### Exercise
Please show every line from the records below that contains the word "wall", copying each one in full.
* Start Extracted material *
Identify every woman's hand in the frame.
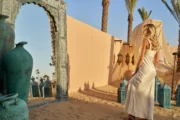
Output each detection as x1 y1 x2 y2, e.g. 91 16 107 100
132 68 139 77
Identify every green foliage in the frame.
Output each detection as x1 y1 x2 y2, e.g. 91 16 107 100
138 7 152 21
125 0 138 14
161 0 180 24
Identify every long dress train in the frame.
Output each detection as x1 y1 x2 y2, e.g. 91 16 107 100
125 40 156 120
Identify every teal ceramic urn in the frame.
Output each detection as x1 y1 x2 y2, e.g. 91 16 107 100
3 42 33 102
0 14 15 94
0 94 29 120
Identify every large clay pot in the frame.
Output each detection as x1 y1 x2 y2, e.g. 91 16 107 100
3 42 33 102
0 14 15 94
0 94 29 120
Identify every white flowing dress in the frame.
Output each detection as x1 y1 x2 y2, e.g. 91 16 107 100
125 40 156 120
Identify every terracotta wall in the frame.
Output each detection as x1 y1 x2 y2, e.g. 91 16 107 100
67 16 120 92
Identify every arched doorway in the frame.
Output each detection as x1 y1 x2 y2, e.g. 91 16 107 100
0 0 68 100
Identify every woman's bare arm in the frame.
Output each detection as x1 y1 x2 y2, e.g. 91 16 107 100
135 39 148 72
154 50 159 69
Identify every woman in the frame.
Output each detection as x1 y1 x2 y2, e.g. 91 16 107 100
125 24 160 120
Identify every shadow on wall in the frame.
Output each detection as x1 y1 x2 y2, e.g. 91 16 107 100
78 83 117 102
108 36 114 84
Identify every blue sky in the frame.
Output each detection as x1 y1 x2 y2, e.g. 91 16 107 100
15 0 179 77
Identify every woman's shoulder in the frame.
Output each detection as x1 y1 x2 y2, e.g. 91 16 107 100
143 38 149 45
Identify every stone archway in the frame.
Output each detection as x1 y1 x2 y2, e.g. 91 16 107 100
0 0 68 100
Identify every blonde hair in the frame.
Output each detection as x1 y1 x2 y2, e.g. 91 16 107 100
143 24 161 51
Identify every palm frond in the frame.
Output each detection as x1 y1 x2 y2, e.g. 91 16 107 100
* End Extracted material *
### Reply to the exercise
Identify every terracotta wall in the frame.
Identify every shadow on wall in the frame.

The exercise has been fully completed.